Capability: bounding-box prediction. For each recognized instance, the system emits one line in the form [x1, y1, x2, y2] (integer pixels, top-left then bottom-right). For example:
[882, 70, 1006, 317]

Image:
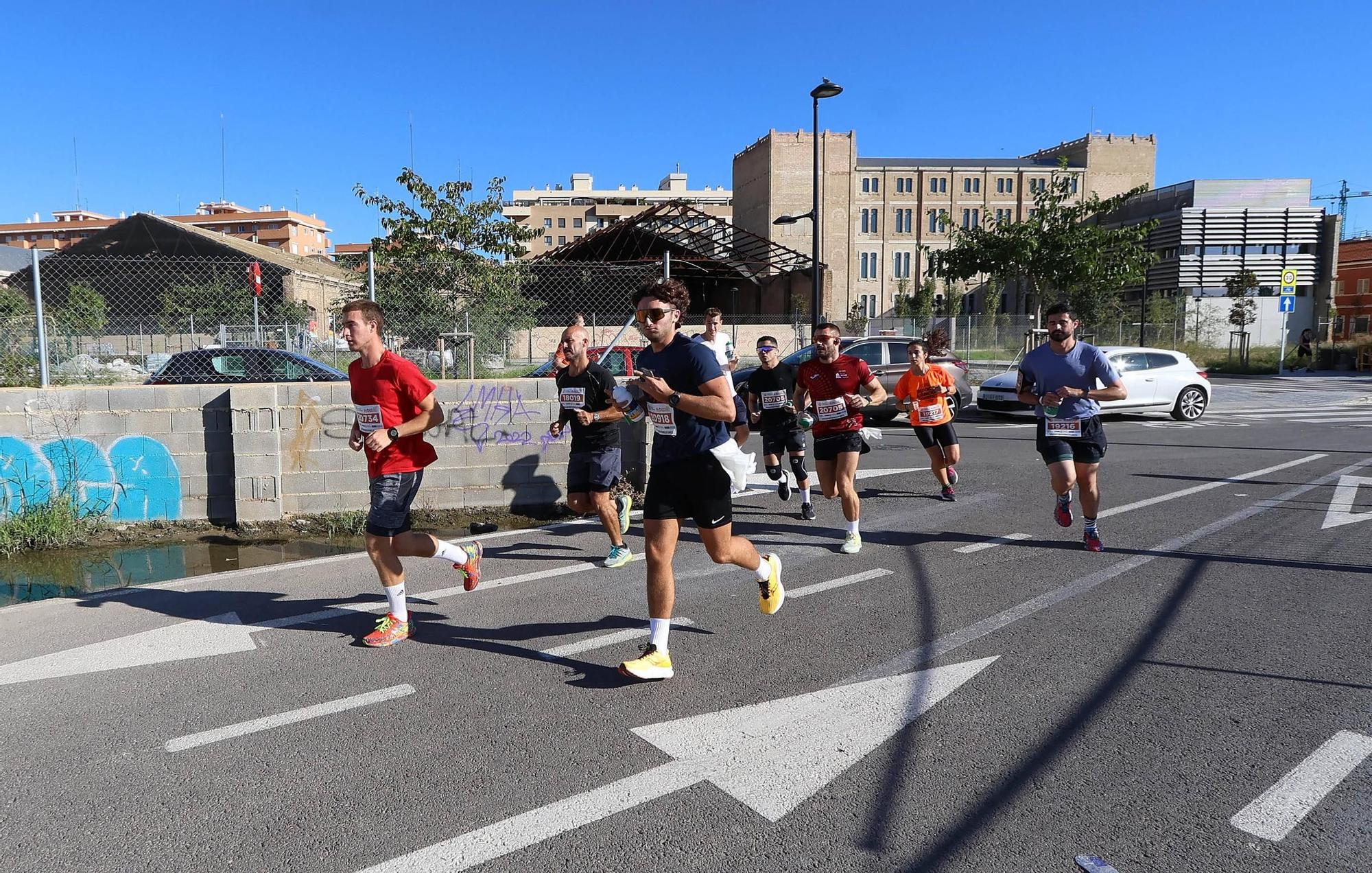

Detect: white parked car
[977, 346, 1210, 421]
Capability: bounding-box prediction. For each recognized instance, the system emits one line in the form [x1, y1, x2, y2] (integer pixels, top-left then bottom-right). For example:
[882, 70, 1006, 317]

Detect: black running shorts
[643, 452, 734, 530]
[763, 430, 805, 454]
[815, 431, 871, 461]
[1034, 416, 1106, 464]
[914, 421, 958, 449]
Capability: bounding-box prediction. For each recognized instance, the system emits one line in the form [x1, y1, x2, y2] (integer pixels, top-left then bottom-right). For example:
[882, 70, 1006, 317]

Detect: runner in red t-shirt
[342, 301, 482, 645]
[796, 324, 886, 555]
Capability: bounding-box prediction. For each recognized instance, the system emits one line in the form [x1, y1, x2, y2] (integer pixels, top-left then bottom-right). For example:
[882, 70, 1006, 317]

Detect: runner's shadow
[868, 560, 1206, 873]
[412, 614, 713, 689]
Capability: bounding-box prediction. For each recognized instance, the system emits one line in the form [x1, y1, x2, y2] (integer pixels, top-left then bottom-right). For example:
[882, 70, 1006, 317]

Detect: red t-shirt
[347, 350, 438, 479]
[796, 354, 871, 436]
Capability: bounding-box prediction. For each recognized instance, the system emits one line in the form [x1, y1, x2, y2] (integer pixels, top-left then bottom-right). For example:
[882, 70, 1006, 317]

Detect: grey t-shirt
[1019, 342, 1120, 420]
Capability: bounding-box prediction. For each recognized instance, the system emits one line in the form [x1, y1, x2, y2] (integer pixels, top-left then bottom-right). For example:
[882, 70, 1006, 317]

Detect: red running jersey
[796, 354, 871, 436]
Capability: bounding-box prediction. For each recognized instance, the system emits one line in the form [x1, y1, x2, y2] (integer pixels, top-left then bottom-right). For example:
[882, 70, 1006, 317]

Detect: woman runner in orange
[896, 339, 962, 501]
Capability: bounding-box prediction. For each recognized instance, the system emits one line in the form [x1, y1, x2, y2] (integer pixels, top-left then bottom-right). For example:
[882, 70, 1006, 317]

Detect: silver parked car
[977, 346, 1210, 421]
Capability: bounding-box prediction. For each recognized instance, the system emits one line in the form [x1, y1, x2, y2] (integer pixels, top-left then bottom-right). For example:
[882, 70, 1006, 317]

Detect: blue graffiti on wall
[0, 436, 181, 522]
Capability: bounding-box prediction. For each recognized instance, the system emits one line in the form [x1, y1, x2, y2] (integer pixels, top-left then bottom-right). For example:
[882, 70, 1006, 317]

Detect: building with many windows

* PROBLEM TO SOLVE *
How many lines of the records contain the string "shirt"? Give only the number.

* SOLUTION *
3